→ SELECTION
This happened well over 10 years ago – and not even in this country, but I still think about it every now and again.

We were just 18 years old, and following a semi-successful final stint at our respective schools and colleges, a couple of my dearest chums and I decided to celebrate our new found independence (and impending adulthood) by spending the approaching bank holiday weekend pressing our noses into what we considered to be a veritable smorgasboard of culture, history, art and ambience this side of, well, anywhere really.

Ah, gay Paris.

We were there for spiritual fulfillment, and our decision to embark on such a trip was in no way down to the fact that it was a cheapo weekend, coupled with the fact that we had heard from friends and relatives that this place was a proper ‘scutter-central’, and that within five minutes of stumbling off the boat at Calais we would be up to the greasy gizzards in top notch, stripey-shirt-and-onions-round-the-neck wearing, rusty-bike-riding, frothy ‘Flange-a-la-Francais’.

Oh yes, we were there for the museums…or whatever.

So fast forward to the day in hand, and to be honest it started quite badly. We got piss-tarded to the ring-piece on the ferry, and the heavy boaks we roared over the side did little to add to our efforts at a ‘classy’ demeanour. A few hours later we were subsequently hoofed off the coach on the outskirts of the City of Light - this was a bit earlier than planned but as the driver eloquently put it, we ‘shouldn’t be such twats then’.

We were stranded, so did the first constructive thing that leapt to our minds. We tossed a coin – heads = filthy bar, tails = filthy strip joint.

Tails never fails – strip joint it was!

We hailed a cab whose driver seemed to have had his sense of humour abandon him at birth; he didn’t find our ‘Clousaeu-esqe’ accents and jokes regarding ‘cheese-eating surrender-monkeys’ even half as amusing as we did. His loss I suppose.

As we pootled along down what seemed like one bloody big straight road after another, we soon found ourselves near the ‘Place de la Concorde’ – and we proceeded to grunt, chortle, and rubbed our hands together in anticipation of the rudey-gyrate-a-fest that was surely just moments away, I happened to glance out of the window and was instantly transfixed…

She was stunning, from her brown hair in a neat bob, to the pencil skirt and delicate shoes, she was the very essence of sophistication. As she stood seductively smoking a cigarette, seemingly alone, outside an embarrassingly stereotypical-looking cafe I found myself making a decision so bum-chewingly impulsive that I could scarcely believe the garbled words splurging forth from my own cake-hole.

→ DATASET EXCERPTS
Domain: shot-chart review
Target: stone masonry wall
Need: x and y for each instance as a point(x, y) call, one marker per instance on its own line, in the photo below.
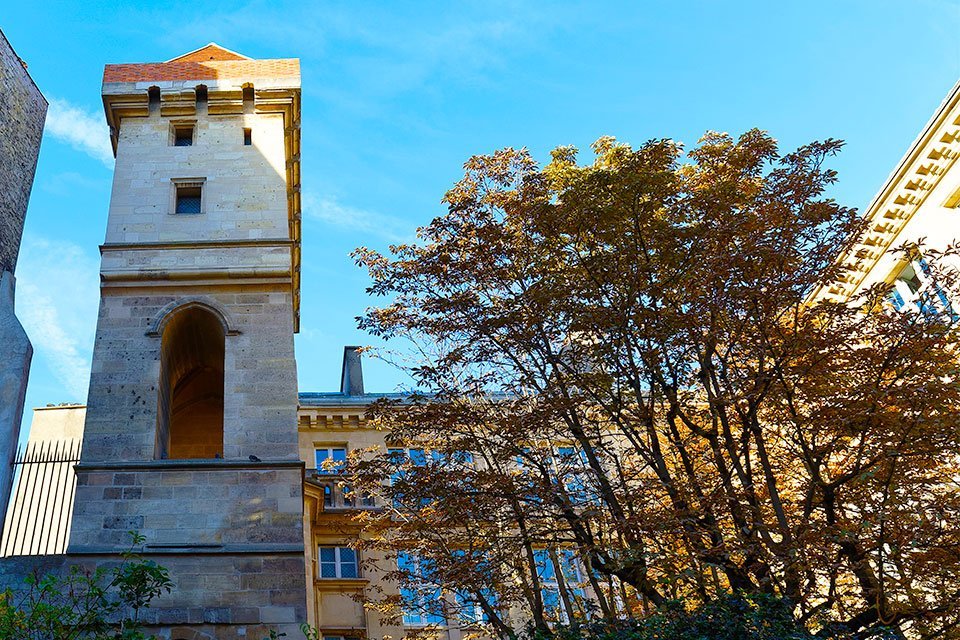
point(260, 379)
point(23, 110)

→ TO BE DONE
Reproduce the part of the Paris story that begins at "We were there for spiritual" and stops after "rusty-bike-riding, frothy ‘Flange-a-la-Francais’.", keeping every word and mark unchanged.

→ FINAL RESULT
We were there for spiritual fulfillment, and our decision to embark on such a trip was in no way down to the fact that it was a cheapo weekend, coupled with the fact that we had heard from friends and relatives that this place was a proper ‘scutter-central’, and that within five minutes of stumbling off the boat at Calais we would be up to the greasy gizzards in top notch, stripey-shirt-and-onions-round-the-neck wearing, rusty-bike-riding, frothy ‘Flange-a-la-Francais’.